### Problem requirements:
Stop after the line with "Phrase -- frozen puddle". Up to that point, output every line of the listing below exactly from the first one onward, skipping pictures.

── The records ──

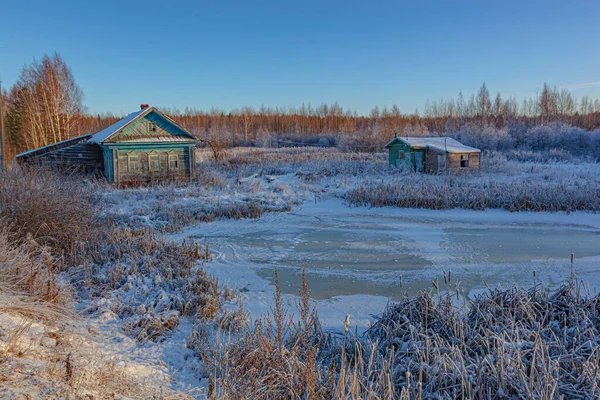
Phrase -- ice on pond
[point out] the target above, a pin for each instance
(348, 251)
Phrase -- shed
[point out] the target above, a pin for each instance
(144, 146)
(432, 154)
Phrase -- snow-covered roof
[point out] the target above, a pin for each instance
(442, 143)
(53, 145)
(104, 134)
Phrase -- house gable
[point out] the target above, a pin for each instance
(151, 127)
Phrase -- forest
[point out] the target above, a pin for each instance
(45, 106)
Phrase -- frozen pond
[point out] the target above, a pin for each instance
(348, 251)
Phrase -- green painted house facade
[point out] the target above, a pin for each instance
(145, 146)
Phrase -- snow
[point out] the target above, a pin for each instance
(104, 134)
(420, 243)
(75, 139)
(247, 251)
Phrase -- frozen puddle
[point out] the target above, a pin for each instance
(350, 251)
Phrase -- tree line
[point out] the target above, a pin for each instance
(45, 106)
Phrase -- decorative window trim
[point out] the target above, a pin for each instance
(134, 162)
(154, 161)
(173, 161)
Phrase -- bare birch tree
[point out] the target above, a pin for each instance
(49, 103)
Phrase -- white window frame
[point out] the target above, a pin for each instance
(134, 162)
(150, 157)
(465, 158)
(173, 157)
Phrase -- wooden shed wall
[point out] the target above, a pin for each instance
(450, 160)
(454, 160)
(82, 155)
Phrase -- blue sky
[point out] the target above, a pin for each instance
(229, 54)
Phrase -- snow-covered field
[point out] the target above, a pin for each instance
(356, 257)
(288, 209)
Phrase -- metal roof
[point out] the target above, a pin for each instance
(442, 143)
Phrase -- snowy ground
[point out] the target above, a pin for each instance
(355, 257)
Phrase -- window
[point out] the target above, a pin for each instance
(154, 162)
(173, 161)
(133, 163)
(441, 161)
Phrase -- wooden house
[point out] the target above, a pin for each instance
(144, 146)
(431, 154)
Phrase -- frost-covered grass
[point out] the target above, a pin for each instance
(501, 183)
(148, 282)
(503, 344)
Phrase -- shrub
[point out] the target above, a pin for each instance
(56, 210)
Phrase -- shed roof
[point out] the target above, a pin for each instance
(53, 146)
(442, 143)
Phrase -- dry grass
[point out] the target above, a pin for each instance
(456, 191)
(278, 358)
(53, 209)
(45, 352)
(504, 344)
(162, 273)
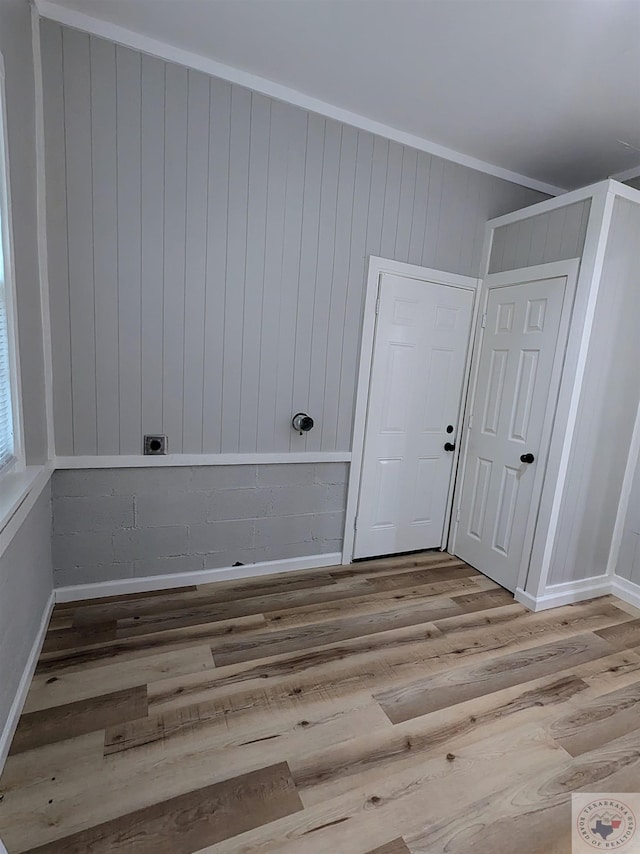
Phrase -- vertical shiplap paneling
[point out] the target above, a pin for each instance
(451, 216)
(406, 207)
(129, 259)
(252, 368)
(229, 289)
(419, 218)
(294, 199)
(175, 203)
(57, 239)
(196, 260)
(350, 344)
(375, 210)
(271, 294)
(338, 292)
(471, 203)
(105, 259)
(216, 274)
(554, 236)
(152, 243)
(238, 200)
(308, 265)
(430, 244)
(77, 120)
(539, 232)
(391, 204)
(324, 278)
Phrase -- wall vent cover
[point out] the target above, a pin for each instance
(155, 445)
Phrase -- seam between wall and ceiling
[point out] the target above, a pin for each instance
(170, 53)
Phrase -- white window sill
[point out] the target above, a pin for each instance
(15, 488)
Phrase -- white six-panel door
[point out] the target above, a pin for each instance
(420, 349)
(516, 384)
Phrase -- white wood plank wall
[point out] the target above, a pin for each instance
(208, 249)
(555, 236)
(603, 434)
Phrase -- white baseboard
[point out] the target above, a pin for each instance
(566, 593)
(25, 683)
(626, 590)
(185, 579)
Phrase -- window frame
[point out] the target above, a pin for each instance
(18, 462)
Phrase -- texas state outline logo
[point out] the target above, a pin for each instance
(605, 822)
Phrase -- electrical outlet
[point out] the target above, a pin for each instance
(155, 445)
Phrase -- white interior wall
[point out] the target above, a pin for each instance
(25, 559)
(607, 410)
(208, 248)
(15, 45)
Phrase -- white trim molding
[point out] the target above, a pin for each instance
(41, 226)
(376, 268)
(151, 461)
(627, 175)
(626, 590)
(590, 192)
(566, 593)
(20, 492)
(25, 683)
(148, 583)
(170, 53)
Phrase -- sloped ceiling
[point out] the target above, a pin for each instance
(549, 89)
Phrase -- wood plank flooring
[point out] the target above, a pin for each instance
(393, 706)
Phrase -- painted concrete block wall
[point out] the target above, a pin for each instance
(207, 252)
(126, 523)
(554, 236)
(26, 582)
(607, 409)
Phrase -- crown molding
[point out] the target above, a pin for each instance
(170, 53)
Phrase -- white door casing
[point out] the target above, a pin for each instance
(417, 376)
(517, 368)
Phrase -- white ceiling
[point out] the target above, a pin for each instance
(544, 88)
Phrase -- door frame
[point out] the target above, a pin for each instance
(541, 496)
(375, 269)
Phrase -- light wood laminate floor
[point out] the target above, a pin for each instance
(390, 706)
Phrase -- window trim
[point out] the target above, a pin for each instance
(18, 463)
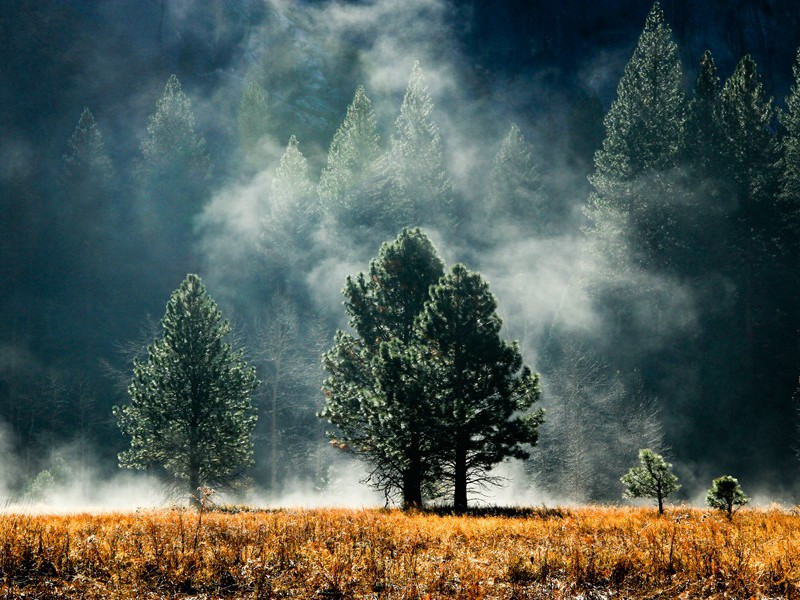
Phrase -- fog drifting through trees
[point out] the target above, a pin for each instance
(652, 285)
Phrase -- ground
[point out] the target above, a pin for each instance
(591, 552)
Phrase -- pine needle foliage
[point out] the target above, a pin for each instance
(190, 412)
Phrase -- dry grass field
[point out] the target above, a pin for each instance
(591, 552)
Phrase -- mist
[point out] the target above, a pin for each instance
(86, 271)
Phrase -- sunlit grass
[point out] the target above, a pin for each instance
(614, 552)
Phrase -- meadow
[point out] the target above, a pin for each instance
(591, 552)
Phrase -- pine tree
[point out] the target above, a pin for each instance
(377, 406)
(421, 189)
(190, 412)
(173, 173)
(702, 134)
(516, 186)
(726, 495)
(172, 147)
(253, 120)
(353, 152)
(644, 134)
(790, 164)
(291, 187)
(293, 211)
(652, 478)
(749, 156)
(483, 391)
(789, 201)
(87, 173)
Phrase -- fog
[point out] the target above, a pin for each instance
(84, 281)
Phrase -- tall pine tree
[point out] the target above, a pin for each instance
(253, 120)
(628, 210)
(353, 152)
(421, 191)
(190, 412)
(516, 185)
(483, 392)
(373, 398)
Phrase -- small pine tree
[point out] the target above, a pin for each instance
(726, 494)
(87, 168)
(644, 137)
(421, 189)
(190, 411)
(651, 478)
(516, 186)
(354, 149)
(172, 147)
(253, 119)
(483, 392)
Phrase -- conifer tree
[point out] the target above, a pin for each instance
(749, 156)
(516, 186)
(87, 173)
(376, 405)
(353, 151)
(651, 478)
(702, 134)
(174, 173)
(726, 495)
(293, 210)
(253, 119)
(421, 189)
(172, 148)
(484, 393)
(644, 135)
(190, 412)
(789, 195)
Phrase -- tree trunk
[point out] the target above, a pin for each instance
(194, 484)
(460, 491)
(412, 488)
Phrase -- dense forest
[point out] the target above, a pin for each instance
(627, 180)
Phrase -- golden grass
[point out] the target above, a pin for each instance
(591, 552)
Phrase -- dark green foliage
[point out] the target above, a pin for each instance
(190, 412)
(726, 495)
(420, 187)
(87, 172)
(253, 120)
(651, 478)
(343, 184)
(372, 399)
(629, 210)
(516, 185)
(483, 391)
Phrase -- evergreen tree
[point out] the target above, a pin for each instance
(190, 412)
(353, 152)
(628, 213)
(702, 134)
(789, 203)
(651, 478)
(790, 165)
(372, 398)
(253, 119)
(173, 175)
(420, 188)
(726, 495)
(175, 167)
(749, 156)
(293, 212)
(483, 391)
(516, 186)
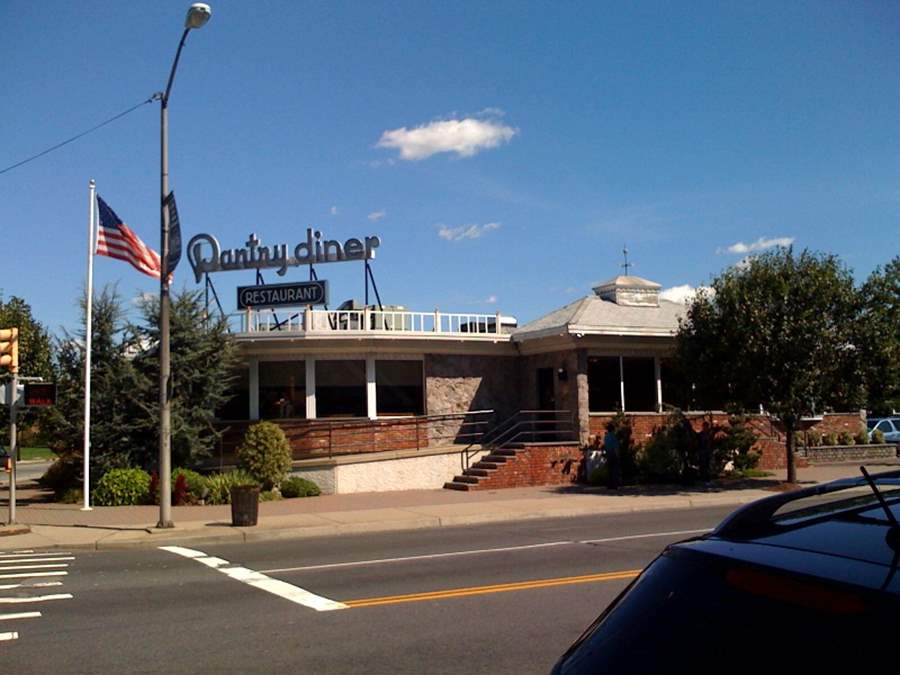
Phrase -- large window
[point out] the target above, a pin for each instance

───

### Written solution:
Phrase -- ice on pond
[point out] the target above, a pin for each instance
(348, 251)
Phrase -- shed
[point out] the target above, a pin for each instance
(144, 146)
(432, 154)
Phrase -- snow-covered roof
[point out] the target above, a pin for each instance
(442, 143)
(53, 145)
(104, 134)
Phrase -- house gable
[point out] the target above, a pin for each instance
(151, 127)
Phrase -- forest
[point out] the target above, a pin for each instance
(45, 106)
Phrase -- frozen pond
[point out] the target above, a pin for each instance
(348, 251)
Phrase -- green painted house facade
[point out] the target above, a pin for each instance
(145, 146)
Phrase -- snow
[point out] the target above, a pin for each instance
(104, 134)
(420, 243)
(75, 139)
(247, 251)
Phrase -- frozen puddle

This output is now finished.